Welcome to Loneliness & Cheeseburgers Presents: Superman: Birthright, Issue #7 – “Friend or Foe?”! Back at it after the briefest of detours. In the previous installment, Lois and Clark visit Lex Luthor, and not only does he not remember Clark at all from childhood, but he’s a big, crazy creep! Who would’ve thought!
So Clark, maintaining his journalistic integrity, must write about Lex Luthor’s Superman research-based Superman opinions, and now the city is afraid of him.
Too bad things went south immediately with this whole superhero idea, huh? Now we get to see Clark flail around trying to get everyone to like him.
Superman: Birthright, Issue #7 [April, 2004]
Written by: Mark Waid
“Friend or Foe?”
And even as Clark Kent, the world around him seems to be unintentionally shutting him out. On Monday in the office, everyone signed Phoebe’s birthday card…except for him. On Tuesday, Clark asks Lois to pass him some milk for his coffee, but she doesn’t even hear him. On Wednesday, the janitors and the end of the day walk by Clark and turn off the lights to the office. So lonely! So lonely! So lonely! *Sting bass riff*
On Thursday, everyone from the newsroom meets up at a restaurant…except for Clark. They pulled the old switcheroo, telling people to convene at one restaurant and then later telling everyone but Clarky a different restaurant! Lois and Jimmy almost missed the memo and got caught in the rain, so they show up soaked. The room is already throwing shade. Talking smack. Straight dissin’. “The guy has the charisma of a mailbox. You hardly even realize he’s there, and then you remember he’s been standing next to you for ten minutes. It’s like he’s going out of his way to be dull.

**Data for this exercise:**

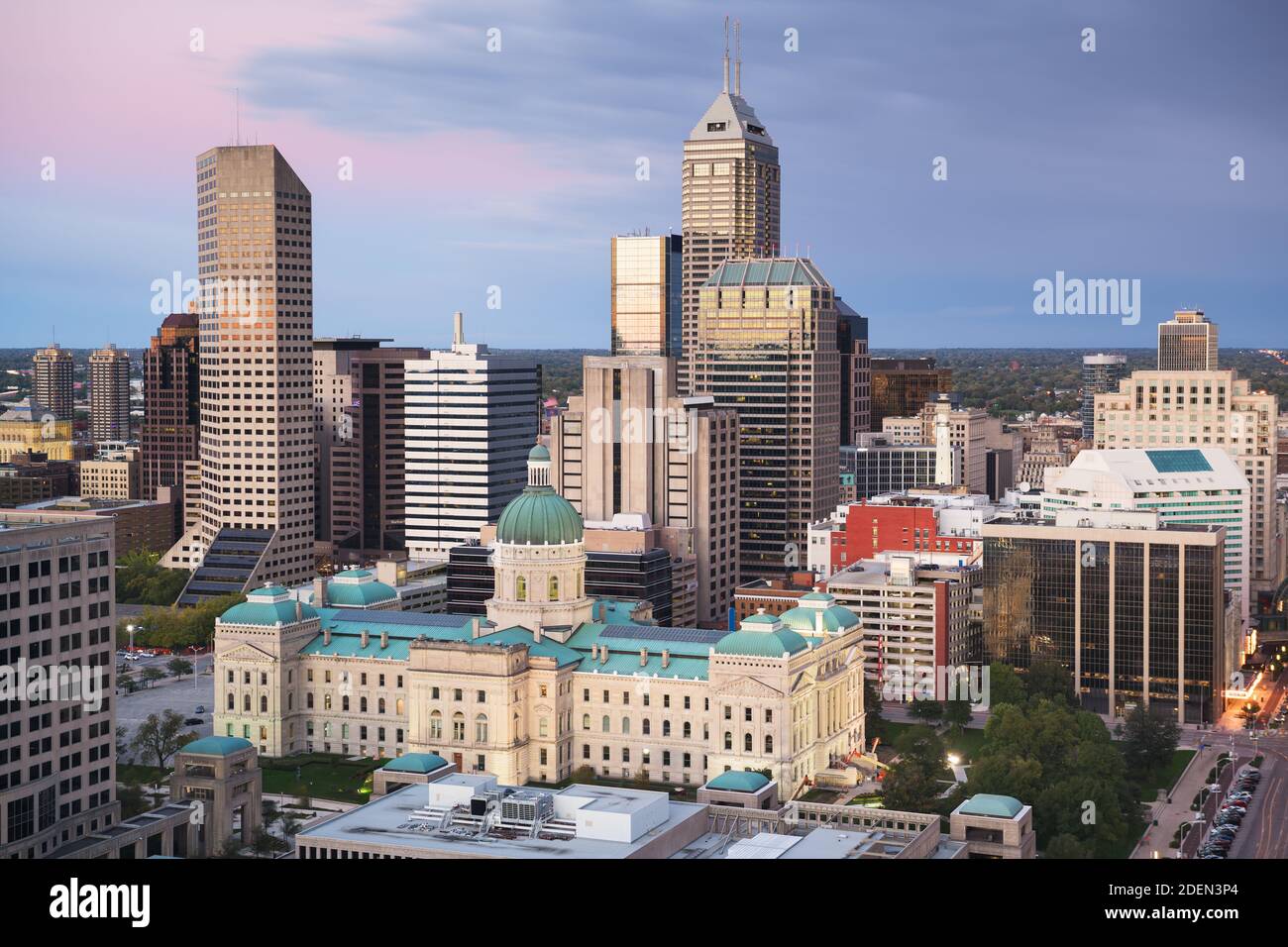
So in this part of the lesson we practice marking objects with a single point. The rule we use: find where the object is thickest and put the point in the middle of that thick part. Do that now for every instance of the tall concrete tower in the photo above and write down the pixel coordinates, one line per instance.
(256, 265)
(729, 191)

---

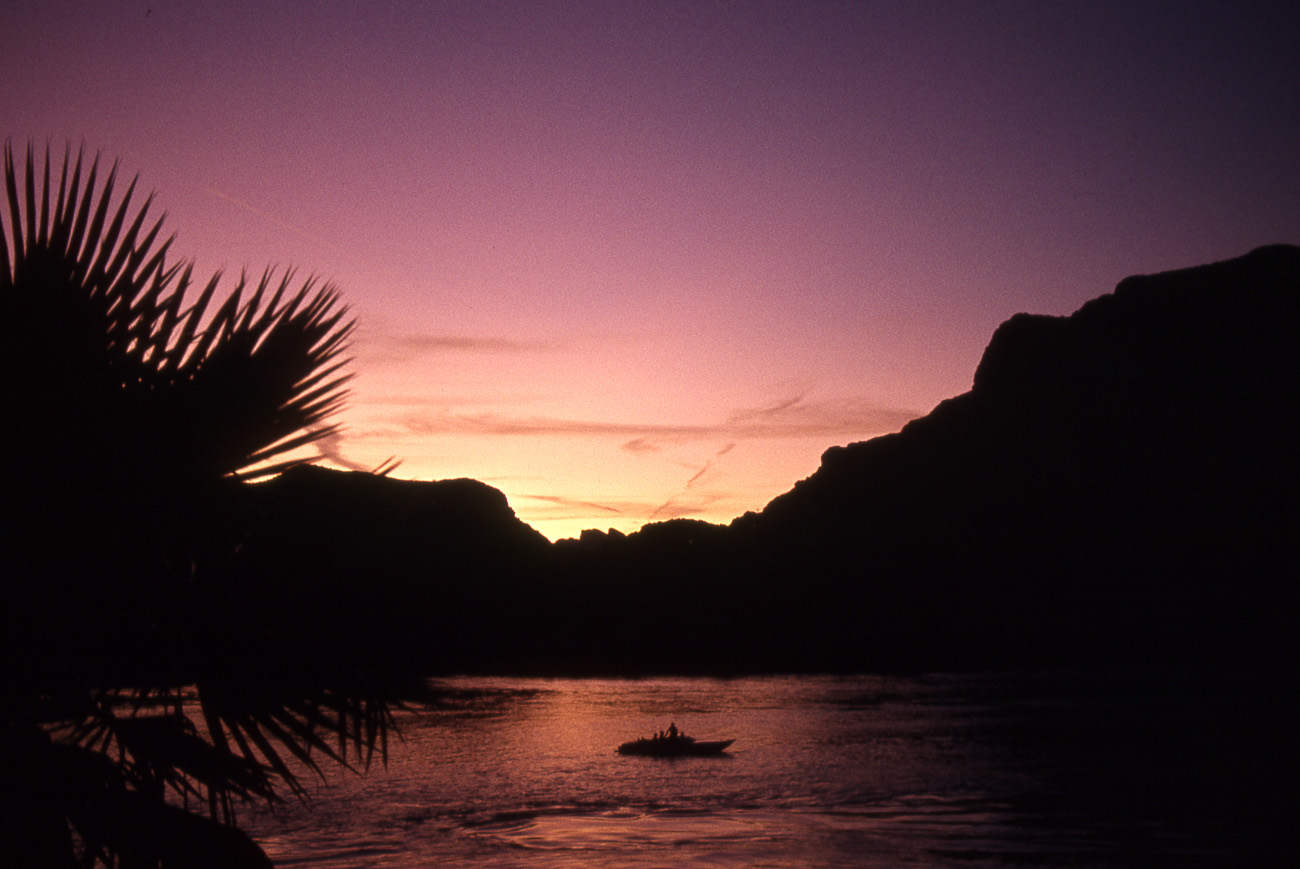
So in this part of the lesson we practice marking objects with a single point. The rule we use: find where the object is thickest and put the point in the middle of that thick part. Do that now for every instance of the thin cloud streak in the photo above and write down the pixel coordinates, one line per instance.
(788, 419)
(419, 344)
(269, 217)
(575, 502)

--

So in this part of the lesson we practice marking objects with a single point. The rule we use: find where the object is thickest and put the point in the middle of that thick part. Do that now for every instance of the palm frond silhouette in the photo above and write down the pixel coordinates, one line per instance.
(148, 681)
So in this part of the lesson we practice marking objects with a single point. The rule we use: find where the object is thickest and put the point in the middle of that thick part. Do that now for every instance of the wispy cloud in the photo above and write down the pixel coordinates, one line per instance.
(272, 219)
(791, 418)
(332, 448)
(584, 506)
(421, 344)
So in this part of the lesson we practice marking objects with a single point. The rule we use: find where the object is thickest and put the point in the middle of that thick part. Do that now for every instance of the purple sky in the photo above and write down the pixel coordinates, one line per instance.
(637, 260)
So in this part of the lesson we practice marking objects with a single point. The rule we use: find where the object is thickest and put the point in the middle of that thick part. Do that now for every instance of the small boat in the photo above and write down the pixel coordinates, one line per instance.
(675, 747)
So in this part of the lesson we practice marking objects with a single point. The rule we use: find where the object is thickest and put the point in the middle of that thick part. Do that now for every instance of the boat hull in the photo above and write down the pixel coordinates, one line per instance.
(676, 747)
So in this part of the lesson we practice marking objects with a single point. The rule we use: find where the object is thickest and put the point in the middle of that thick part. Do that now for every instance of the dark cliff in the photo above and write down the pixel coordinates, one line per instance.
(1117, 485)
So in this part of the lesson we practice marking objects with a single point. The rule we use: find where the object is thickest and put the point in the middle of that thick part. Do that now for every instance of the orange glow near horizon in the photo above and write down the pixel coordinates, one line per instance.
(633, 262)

**Challenges:**
(a) Copy the Superman: Birthright recap word for word, in full.
(b) Please repeat the lines of the records exactly, starting with the line containing "of the boat" and going on through the line containing "(1117, 485)".

**Expected outputs:**
(a)
Welcome to Loneliness & Cheeseburgers Presents: Superman: Birthright, Issue #7 – “Friend or Foe?”! Back at it after the briefest of detours. In the previous installment, Lois and Clark visit Lex Luthor, and not only does he not remember Clark at all from childhood, but he’s a big, crazy creep! Who would’ve thought!
So Clark, maintaining his journalistic integrity, must write about Lex Luthor’s Superman research-based Superman opinions, and now the city is afraid of him.
Too bad things went south immediately with this whole superhero idea, huh? Now we get to see Clark flail around trying to get everyone to like him.
Superman: Birthright, Issue #7 [April, 2004]
Written by: Mark Waid
“Friend or Foe?”
And even as Clark Kent, the world around him seems to be unintentionally shutting him out. On Monday in the office, everyone signed Phoebe’s birthday card…except for him. On Tuesday, Clark asks Lois to pass him some milk for his coffee, but she doesn’t even hear him. On Wednesday, the janitors and the end of the day walk by Clark and turn off the lights to the office. So lonely! So lonely! So lonely! *Sting bass riff*
On Thursday, everyone from the newsroom meets up at a restaurant…except for Clark. They pulled the old switcheroo, telling people to convene at one restaurant and then later telling everyone but Clarky a different restaurant! Lois and Jimmy almost missed the memo and got caught in the rain, so they show up soaked. The room is already throwing shade. Talking smack. Straight dissin’. “The guy has the charisma of a mailbox. You hardly even realize he’s there, and then you remember he’s been standing next to you for ten minutes. It’s like he’s going out of his way to be dull.

(b)
So in this part of the lesson we practice marking objects with a single point. The rule we use: find where the object is thickest and put the point in the middle of that thick part. Do that now for every instance of the boat hull in the photo above and write down the pixel coordinates, one line per instance.
(676, 747)
So in this part of the lesson we practice marking objects with a single point. The rule we use: find where the object is thickest and put the point in the middle of that thick part. Do that now for every instance of the dark cliff in the photo above and write down the pixel coordinates, one line per instance.
(1117, 485)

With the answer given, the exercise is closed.